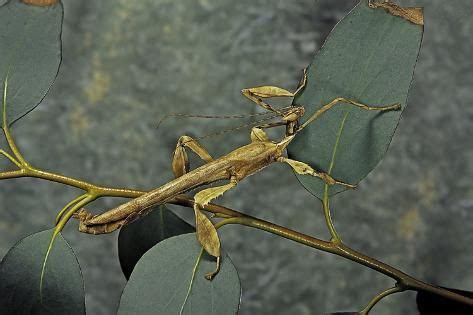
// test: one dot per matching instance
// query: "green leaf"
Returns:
(63, 288)
(30, 54)
(369, 57)
(138, 237)
(161, 280)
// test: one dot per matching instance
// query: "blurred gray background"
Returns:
(128, 63)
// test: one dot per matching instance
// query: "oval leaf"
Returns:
(369, 57)
(137, 238)
(62, 289)
(30, 50)
(161, 280)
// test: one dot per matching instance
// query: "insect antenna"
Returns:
(250, 124)
(242, 116)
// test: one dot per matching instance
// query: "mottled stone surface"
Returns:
(128, 63)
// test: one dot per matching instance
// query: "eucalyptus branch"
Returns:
(378, 298)
(94, 192)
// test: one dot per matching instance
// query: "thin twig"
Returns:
(379, 297)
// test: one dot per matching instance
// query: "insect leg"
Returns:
(180, 162)
(342, 100)
(257, 94)
(206, 231)
(305, 169)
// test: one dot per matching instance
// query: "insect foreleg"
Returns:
(305, 169)
(342, 100)
(257, 94)
(206, 231)
(180, 162)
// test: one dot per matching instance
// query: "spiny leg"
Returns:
(257, 94)
(305, 169)
(341, 100)
(180, 162)
(206, 231)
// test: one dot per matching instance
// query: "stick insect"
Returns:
(233, 167)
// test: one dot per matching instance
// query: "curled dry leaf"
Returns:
(413, 15)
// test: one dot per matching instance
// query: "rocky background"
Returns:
(128, 63)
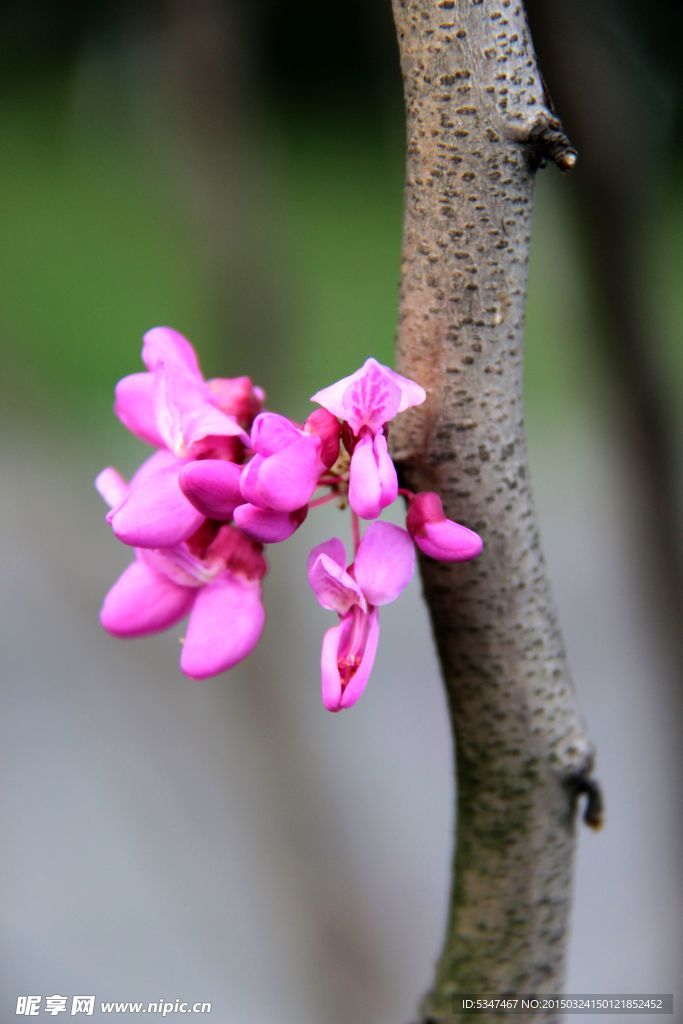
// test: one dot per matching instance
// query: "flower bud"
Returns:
(437, 537)
(326, 426)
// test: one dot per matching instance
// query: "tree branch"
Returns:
(478, 123)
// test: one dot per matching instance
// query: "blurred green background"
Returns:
(236, 171)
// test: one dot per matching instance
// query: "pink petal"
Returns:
(354, 688)
(160, 460)
(156, 513)
(450, 542)
(327, 427)
(371, 396)
(384, 563)
(336, 695)
(143, 601)
(372, 399)
(286, 480)
(240, 553)
(238, 396)
(213, 486)
(267, 525)
(411, 392)
(330, 669)
(386, 470)
(365, 491)
(437, 537)
(134, 404)
(177, 394)
(334, 588)
(204, 424)
(334, 548)
(111, 486)
(164, 346)
(271, 432)
(225, 625)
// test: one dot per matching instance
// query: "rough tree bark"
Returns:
(479, 122)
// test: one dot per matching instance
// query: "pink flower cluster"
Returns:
(227, 478)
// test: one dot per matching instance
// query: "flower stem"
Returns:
(355, 527)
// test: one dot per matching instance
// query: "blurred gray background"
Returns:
(231, 841)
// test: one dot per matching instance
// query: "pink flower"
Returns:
(152, 511)
(173, 407)
(383, 567)
(214, 578)
(367, 401)
(437, 537)
(284, 472)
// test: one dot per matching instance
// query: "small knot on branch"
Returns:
(547, 140)
(594, 810)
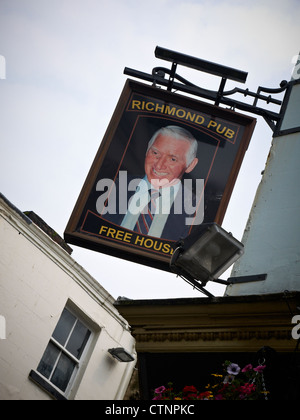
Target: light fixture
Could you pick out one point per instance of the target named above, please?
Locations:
(121, 355)
(205, 255)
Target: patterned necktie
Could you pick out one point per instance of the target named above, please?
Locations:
(145, 219)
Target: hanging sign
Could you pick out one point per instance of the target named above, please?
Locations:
(167, 164)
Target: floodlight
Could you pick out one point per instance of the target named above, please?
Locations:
(121, 355)
(205, 255)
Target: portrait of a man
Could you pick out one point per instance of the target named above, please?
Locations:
(159, 204)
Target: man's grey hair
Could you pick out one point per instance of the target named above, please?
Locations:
(178, 133)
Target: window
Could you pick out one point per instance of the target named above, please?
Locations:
(64, 353)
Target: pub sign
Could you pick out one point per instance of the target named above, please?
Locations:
(167, 164)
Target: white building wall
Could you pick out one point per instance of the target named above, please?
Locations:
(37, 279)
(272, 235)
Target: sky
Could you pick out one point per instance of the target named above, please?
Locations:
(61, 75)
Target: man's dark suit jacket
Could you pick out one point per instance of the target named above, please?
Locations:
(175, 227)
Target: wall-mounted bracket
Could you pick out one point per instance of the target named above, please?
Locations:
(158, 77)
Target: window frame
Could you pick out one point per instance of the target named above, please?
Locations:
(45, 382)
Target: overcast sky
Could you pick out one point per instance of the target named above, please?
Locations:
(64, 75)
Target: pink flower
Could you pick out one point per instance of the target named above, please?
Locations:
(233, 369)
(247, 368)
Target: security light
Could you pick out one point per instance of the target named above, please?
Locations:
(121, 355)
(205, 255)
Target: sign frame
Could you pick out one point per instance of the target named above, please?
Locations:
(145, 104)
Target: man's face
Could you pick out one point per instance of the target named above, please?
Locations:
(165, 161)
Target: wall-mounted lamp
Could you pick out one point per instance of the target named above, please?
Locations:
(205, 255)
(121, 355)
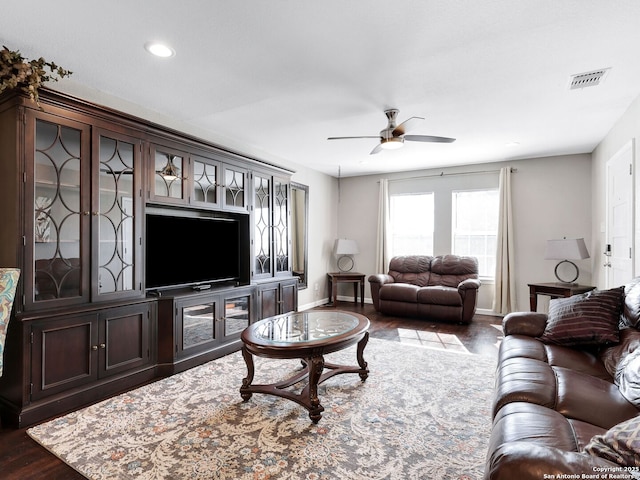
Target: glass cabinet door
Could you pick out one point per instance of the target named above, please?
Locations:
(117, 214)
(168, 175)
(235, 188)
(281, 226)
(60, 229)
(205, 181)
(262, 225)
(197, 326)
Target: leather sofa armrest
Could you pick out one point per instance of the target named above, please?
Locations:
(375, 282)
(531, 461)
(531, 324)
(381, 278)
(469, 283)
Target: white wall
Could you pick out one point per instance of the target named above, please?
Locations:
(627, 128)
(323, 227)
(551, 199)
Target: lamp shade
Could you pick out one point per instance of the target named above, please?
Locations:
(345, 246)
(566, 249)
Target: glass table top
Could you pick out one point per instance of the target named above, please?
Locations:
(304, 326)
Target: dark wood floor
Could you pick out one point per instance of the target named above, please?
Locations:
(21, 458)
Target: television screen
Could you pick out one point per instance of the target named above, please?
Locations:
(188, 250)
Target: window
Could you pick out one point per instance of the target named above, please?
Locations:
(475, 227)
(411, 218)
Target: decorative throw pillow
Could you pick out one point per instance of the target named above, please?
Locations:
(588, 319)
(628, 377)
(620, 444)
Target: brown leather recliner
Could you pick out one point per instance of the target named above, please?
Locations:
(436, 288)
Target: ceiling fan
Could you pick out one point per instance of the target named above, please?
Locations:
(393, 137)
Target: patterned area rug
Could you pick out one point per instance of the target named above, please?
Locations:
(421, 414)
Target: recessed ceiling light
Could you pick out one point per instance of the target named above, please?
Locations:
(159, 49)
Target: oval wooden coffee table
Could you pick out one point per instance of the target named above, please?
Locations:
(307, 336)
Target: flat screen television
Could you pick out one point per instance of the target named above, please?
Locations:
(182, 251)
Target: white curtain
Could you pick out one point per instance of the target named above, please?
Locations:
(504, 299)
(382, 244)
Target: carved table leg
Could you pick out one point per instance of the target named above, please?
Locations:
(316, 367)
(246, 382)
(363, 365)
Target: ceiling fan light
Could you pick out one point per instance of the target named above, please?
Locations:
(391, 143)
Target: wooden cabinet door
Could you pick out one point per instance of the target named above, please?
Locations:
(125, 339)
(64, 354)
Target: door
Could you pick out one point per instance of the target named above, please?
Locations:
(125, 339)
(116, 215)
(620, 217)
(57, 212)
(64, 354)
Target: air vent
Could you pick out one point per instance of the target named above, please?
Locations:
(588, 79)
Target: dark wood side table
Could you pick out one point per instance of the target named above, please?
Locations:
(554, 290)
(349, 277)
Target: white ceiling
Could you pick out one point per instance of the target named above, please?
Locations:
(273, 79)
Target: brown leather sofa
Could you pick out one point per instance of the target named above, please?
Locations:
(558, 410)
(443, 287)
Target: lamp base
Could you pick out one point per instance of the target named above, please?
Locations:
(345, 263)
(567, 272)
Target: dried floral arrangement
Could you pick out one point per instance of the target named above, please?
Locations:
(28, 75)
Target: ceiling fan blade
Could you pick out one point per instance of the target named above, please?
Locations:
(429, 138)
(407, 126)
(349, 138)
(378, 149)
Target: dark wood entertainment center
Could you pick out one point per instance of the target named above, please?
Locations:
(78, 181)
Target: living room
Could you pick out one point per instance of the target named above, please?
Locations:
(558, 190)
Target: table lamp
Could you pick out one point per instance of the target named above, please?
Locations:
(565, 250)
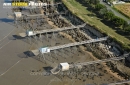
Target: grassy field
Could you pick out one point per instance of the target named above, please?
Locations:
(124, 8)
(80, 11)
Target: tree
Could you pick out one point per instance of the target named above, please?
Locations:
(118, 21)
(99, 6)
(109, 16)
(127, 29)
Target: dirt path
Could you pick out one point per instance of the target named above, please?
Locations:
(82, 59)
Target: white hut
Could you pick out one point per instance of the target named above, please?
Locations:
(44, 50)
(29, 33)
(17, 14)
(64, 66)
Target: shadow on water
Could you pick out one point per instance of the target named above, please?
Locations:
(7, 1)
(6, 20)
(29, 54)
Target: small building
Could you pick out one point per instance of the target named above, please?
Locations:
(17, 14)
(30, 33)
(44, 50)
(64, 66)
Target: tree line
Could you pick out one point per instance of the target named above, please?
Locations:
(108, 15)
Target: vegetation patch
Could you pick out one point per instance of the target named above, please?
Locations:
(123, 8)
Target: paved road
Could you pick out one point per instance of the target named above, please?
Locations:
(115, 12)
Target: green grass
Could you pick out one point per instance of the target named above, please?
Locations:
(77, 9)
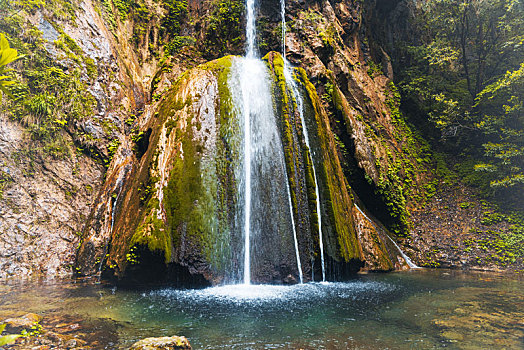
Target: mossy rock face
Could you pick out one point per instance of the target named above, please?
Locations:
(185, 198)
(179, 200)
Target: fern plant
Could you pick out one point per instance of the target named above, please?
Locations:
(7, 55)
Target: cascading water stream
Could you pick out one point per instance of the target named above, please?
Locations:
(263, 156)
(410, 263)
(299, 265)
(300, 106)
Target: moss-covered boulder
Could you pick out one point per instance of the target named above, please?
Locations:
(182, 201)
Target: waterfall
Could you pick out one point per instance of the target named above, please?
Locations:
(408, 261)
(300, 106)
(264, 168)
(295, 240)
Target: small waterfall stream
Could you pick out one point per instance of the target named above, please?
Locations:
(288, 75)
(264, 169)
(410, 263)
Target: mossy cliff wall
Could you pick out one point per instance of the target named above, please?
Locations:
(180, 199)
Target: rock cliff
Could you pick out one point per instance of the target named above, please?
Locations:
(122, 163)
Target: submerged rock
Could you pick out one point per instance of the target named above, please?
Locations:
(17, 325)
(162, 343)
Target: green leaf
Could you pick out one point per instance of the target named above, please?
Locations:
(8, 339)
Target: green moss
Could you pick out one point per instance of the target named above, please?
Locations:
(223, 34)
(336, 194)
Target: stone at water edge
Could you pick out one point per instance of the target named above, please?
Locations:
(16, 325)
(162, 343)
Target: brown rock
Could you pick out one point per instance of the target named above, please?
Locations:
(16, 325)
(162, 343)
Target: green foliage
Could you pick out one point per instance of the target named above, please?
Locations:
(502, 123)
(7, 55)
(176, 12)
(465, 75)
(374, 69)
(51, 92)
(224, 33)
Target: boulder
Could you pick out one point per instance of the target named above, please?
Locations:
(162, 343)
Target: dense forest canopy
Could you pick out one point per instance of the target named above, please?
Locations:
(465, 73)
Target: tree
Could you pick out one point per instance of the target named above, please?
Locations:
(502, 122)
(7, 55)
(464, 74)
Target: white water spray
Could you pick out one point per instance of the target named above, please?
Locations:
(263, 154)
(300, 106)
(297, 254)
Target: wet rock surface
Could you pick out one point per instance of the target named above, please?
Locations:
(162, 343)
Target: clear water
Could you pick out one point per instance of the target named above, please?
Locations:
(417, 309)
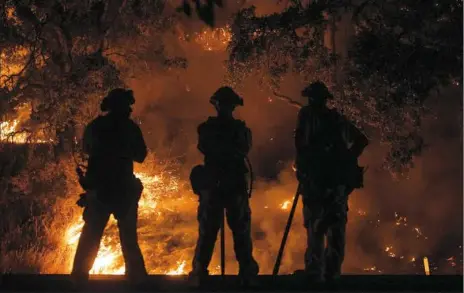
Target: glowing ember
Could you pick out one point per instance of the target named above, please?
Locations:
(400, 220)
(180, 270)
(285, 205)
(214, 39)
(389, 250)
(12, 130)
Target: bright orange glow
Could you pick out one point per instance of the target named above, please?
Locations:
(214, 39)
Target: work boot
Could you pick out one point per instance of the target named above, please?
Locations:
(247, 274)
(79, 281)
(197, 278)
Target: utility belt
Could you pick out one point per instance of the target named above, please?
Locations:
(115, 199)
(330, 171)
(209, 177)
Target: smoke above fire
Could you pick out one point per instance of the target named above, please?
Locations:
(392, 224)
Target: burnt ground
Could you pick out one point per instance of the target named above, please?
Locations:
(283, 283)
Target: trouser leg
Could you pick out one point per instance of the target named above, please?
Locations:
(238, 215)
(335, 252)
(133, 258)
(209, 220)
(95, 219)
(312, 213)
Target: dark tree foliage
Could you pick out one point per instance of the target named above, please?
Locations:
(67, 54)
(205, 11)
(400, 53)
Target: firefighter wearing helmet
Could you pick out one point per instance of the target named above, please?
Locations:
(221, 183)
(327, 149)
(113, 142)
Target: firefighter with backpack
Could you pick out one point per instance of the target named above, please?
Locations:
(327, 151)
(221, 183)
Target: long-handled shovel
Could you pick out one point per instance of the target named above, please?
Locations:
(286, 232)
(223, 246)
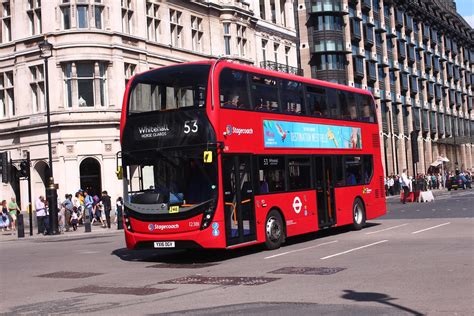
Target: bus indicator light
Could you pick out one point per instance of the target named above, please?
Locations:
(173, 209)
(208, 156)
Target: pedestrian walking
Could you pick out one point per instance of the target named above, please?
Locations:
(118, 209)
(106, 202)
(68, 207)
(4, 220)
(74, 219)
(13, 210)
(405, 182)
(88, 205)
(40, 208)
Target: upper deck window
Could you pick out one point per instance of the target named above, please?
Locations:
(169, 88)
(264, 93)
(233, 89)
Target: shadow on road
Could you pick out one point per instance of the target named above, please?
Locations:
(194, 256)
(377, 297)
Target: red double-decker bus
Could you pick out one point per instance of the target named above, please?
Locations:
(217, 154)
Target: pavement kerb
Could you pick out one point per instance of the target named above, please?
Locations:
(436, 192)
(99, 231)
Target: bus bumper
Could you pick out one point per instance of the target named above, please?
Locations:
(206, 238)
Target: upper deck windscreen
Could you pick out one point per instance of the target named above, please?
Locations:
(169, 88)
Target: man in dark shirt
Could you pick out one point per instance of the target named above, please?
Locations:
(107, 206)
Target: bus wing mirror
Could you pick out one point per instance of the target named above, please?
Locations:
(119, 172)
(207, 156)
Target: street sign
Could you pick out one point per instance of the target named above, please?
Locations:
(4, 166)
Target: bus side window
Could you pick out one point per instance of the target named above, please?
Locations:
(368, 169)
(292, 97)
(317, 105)
(233, 91)
(333, 103)
(353, 170)
(366, 109)
(272, 174)
(264, 93)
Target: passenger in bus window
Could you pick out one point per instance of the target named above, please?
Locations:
(263, 106)
(233, 102)
(317, 110)
(366, 117)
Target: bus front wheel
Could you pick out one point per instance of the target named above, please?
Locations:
(274, 230)
(358, 214)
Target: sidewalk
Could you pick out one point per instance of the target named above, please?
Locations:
(80, 232)
(436, 192)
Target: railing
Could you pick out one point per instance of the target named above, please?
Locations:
(271, 65)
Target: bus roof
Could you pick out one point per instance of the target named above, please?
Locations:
(248, 68)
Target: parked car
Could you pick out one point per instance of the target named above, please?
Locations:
(453, 182)
(464, 181)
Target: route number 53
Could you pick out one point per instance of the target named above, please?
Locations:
(190, 127)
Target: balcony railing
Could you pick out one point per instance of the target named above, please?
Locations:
(271, 65)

******

EXERCISE » Which of the lines above include the string "lamp"? Pick them out and copy them.

ANSWER BELOW »
Target: wall-mounted lamp
Target: lamp shade
Target: lamp base
Target: table lamp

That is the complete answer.